Exercise goal: Wherever the word "blue" shows up in the data, report the line it sits in.

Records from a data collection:
==========
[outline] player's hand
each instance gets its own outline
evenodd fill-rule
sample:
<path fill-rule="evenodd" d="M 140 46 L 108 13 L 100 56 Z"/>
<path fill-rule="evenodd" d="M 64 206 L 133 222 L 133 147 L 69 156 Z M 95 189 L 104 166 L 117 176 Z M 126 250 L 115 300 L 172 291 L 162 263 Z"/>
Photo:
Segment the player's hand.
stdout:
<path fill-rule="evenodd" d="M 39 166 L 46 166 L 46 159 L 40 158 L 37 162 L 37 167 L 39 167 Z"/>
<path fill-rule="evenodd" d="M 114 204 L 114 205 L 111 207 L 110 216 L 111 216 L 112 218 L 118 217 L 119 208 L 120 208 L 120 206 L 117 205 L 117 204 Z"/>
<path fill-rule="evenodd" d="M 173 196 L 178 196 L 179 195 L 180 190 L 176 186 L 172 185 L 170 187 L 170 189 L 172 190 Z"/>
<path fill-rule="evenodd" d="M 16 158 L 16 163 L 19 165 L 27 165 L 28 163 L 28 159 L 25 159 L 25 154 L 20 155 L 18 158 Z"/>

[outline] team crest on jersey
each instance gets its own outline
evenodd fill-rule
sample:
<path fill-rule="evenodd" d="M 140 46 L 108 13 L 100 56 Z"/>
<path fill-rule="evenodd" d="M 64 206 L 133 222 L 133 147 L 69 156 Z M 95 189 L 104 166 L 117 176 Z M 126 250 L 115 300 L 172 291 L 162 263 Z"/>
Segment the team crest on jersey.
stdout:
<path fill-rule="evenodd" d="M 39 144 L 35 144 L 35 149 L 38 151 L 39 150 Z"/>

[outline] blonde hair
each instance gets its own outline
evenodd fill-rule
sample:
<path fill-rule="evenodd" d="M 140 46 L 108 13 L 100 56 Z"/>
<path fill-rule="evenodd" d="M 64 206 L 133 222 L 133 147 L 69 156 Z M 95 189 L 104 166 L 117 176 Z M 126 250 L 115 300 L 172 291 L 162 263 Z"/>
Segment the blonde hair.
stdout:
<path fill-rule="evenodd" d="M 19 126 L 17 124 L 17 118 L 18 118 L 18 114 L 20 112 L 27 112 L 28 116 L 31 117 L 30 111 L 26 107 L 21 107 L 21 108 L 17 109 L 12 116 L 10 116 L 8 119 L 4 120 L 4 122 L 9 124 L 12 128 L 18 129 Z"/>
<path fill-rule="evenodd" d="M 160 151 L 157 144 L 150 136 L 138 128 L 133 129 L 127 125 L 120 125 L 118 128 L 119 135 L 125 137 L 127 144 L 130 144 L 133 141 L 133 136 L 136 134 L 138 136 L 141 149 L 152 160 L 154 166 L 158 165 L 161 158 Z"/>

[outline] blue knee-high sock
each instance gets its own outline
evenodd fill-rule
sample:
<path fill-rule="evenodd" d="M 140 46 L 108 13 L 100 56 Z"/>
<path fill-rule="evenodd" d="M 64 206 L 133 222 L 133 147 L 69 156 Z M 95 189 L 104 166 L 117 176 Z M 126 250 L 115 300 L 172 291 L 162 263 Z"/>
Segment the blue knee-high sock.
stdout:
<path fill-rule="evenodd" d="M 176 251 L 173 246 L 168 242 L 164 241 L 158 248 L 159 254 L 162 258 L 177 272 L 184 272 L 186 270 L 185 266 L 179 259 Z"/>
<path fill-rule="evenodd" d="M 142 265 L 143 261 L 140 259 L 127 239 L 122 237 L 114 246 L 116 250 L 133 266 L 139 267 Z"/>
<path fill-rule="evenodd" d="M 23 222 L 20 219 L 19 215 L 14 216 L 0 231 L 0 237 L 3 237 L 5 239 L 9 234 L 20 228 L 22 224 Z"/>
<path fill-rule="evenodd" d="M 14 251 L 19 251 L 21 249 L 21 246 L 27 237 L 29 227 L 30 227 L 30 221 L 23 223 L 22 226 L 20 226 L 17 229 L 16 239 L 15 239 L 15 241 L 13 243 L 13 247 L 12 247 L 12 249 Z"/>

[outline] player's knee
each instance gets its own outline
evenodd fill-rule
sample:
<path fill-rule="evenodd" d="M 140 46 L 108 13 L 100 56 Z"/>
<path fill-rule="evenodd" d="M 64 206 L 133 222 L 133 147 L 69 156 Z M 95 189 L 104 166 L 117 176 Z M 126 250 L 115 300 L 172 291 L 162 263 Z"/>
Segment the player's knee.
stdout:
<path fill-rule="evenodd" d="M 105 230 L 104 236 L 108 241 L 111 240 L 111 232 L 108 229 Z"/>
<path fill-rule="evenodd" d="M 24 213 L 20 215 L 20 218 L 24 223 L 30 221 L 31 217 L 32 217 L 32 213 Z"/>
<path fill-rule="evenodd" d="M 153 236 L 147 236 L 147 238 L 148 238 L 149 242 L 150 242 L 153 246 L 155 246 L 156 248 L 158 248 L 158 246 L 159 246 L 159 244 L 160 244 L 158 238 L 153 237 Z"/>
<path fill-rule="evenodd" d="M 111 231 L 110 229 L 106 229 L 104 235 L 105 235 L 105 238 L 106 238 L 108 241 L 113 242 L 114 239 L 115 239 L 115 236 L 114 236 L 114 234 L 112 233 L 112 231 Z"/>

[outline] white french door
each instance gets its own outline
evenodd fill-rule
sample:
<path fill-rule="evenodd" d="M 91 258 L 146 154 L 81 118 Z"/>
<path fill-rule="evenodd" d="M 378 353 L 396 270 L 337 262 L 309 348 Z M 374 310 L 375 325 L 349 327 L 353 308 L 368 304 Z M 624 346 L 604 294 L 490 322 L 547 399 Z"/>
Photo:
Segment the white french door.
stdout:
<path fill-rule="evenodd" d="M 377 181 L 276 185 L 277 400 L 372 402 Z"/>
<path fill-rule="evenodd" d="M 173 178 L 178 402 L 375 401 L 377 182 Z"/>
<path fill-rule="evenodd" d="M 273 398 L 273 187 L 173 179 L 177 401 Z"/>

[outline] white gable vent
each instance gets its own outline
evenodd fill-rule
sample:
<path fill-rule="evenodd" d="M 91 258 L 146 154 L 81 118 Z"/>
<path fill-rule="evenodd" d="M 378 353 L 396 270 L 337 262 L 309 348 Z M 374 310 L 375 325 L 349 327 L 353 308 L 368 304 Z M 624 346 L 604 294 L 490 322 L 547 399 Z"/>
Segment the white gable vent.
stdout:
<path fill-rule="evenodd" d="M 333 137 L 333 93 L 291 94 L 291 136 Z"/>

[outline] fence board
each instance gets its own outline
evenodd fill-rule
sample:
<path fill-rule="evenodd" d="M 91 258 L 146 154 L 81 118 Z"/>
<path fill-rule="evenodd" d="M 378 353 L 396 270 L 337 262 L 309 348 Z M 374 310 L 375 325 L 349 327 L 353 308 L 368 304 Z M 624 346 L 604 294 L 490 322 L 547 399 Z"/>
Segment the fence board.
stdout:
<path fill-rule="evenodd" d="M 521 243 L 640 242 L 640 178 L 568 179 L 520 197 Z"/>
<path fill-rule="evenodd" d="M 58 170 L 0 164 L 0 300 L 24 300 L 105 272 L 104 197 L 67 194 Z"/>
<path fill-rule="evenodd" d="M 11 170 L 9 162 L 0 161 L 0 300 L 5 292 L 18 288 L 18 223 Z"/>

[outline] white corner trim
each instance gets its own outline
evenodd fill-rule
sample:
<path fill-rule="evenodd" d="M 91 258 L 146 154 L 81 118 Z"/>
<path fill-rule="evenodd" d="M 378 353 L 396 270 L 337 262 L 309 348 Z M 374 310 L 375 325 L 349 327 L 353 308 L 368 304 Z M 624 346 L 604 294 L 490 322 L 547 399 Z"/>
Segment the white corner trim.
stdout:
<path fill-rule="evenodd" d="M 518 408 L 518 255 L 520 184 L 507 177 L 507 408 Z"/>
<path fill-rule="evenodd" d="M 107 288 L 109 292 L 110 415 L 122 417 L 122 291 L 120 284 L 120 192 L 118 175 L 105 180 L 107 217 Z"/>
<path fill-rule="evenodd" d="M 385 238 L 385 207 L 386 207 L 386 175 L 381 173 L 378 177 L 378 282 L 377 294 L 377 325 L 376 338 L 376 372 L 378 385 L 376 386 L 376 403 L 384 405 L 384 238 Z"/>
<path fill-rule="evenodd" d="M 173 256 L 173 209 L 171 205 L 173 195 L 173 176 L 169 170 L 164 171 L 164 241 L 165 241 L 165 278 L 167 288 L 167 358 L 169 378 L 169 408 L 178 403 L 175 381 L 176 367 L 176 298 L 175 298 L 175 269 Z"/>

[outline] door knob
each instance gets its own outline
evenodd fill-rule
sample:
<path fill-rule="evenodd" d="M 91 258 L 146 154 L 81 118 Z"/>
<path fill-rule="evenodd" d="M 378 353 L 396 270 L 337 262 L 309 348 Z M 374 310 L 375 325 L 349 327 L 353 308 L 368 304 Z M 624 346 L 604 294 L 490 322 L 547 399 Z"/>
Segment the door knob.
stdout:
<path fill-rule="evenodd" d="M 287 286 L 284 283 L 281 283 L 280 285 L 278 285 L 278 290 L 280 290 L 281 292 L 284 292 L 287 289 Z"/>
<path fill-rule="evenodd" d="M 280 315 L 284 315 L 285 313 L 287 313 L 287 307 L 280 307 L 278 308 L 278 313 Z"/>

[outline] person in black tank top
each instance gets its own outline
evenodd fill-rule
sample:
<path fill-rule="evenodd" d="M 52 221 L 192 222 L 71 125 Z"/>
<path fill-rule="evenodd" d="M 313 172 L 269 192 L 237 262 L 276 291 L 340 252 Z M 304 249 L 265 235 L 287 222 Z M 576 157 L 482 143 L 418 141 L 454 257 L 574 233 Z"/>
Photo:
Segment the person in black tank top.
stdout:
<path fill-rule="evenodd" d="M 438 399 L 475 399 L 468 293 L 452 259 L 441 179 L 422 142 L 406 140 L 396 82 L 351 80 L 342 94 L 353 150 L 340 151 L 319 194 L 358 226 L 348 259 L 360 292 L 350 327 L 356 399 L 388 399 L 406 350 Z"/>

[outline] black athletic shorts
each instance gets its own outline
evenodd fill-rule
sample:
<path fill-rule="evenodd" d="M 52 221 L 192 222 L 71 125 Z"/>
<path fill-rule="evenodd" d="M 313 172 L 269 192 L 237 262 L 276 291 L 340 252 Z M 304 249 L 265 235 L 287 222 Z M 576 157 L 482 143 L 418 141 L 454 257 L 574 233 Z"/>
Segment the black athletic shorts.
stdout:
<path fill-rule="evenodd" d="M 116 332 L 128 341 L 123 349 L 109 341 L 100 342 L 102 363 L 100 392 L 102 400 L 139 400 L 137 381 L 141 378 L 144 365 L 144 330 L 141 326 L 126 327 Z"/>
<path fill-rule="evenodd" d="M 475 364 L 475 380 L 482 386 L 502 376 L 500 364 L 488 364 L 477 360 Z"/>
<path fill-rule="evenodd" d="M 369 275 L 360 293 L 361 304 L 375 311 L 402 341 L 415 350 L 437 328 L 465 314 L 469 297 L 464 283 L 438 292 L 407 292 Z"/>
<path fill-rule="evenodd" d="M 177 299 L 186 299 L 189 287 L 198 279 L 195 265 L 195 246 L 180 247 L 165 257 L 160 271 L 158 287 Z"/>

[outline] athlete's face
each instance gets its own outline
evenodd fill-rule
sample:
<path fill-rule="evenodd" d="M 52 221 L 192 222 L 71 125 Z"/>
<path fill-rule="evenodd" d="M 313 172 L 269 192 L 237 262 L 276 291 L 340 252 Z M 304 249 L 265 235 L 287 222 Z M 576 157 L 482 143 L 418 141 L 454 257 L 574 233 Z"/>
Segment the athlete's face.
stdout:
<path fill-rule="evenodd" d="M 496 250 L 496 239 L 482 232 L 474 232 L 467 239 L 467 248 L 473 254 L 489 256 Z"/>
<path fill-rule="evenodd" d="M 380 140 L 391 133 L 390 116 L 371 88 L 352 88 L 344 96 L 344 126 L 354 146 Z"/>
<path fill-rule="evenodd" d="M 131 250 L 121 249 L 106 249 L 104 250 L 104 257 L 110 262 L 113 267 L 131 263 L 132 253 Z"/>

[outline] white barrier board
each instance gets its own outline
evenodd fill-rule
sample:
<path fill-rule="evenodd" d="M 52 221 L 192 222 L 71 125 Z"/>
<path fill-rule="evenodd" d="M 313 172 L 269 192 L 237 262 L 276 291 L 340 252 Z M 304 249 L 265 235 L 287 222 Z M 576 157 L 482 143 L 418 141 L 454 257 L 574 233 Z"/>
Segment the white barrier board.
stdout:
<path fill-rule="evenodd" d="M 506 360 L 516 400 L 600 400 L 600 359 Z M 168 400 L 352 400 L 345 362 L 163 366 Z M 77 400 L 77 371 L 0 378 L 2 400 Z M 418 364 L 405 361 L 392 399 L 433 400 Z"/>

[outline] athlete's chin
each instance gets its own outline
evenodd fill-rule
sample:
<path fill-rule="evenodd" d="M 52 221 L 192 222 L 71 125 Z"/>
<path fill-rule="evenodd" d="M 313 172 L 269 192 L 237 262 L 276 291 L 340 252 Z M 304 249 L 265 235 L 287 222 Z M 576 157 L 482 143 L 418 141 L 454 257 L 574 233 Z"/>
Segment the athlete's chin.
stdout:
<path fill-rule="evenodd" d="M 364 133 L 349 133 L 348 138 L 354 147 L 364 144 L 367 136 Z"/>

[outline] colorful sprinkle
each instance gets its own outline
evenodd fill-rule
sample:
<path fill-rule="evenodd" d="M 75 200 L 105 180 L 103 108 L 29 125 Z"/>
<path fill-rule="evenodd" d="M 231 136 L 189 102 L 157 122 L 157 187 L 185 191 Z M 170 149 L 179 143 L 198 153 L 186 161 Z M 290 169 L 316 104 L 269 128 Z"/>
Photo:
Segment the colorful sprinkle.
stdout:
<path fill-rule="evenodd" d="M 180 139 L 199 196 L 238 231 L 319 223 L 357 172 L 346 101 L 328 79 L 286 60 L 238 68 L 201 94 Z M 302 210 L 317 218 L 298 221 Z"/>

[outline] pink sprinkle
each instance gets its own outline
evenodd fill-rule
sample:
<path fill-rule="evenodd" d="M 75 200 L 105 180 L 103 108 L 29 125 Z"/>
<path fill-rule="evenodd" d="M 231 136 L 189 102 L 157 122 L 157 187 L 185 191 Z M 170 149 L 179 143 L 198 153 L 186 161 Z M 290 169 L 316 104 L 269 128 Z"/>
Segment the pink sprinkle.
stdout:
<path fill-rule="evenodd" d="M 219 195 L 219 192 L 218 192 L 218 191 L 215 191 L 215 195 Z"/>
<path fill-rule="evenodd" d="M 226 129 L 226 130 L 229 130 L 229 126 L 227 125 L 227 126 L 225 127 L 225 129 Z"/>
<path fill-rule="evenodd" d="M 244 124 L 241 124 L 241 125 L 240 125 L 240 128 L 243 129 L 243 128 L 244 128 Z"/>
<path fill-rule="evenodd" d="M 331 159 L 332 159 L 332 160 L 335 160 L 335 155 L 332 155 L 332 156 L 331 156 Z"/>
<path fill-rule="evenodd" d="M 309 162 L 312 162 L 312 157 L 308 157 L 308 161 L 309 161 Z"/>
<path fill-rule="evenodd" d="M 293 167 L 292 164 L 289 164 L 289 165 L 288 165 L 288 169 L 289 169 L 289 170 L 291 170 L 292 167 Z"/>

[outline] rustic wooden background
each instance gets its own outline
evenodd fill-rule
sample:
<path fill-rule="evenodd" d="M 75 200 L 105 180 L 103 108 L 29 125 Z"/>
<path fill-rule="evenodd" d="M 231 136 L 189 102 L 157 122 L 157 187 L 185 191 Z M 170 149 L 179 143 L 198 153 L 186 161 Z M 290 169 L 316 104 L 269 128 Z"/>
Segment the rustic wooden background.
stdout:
==========
Reply to the exercise:
[outline] blue knee-high sock
Segment the blue knee-high sock.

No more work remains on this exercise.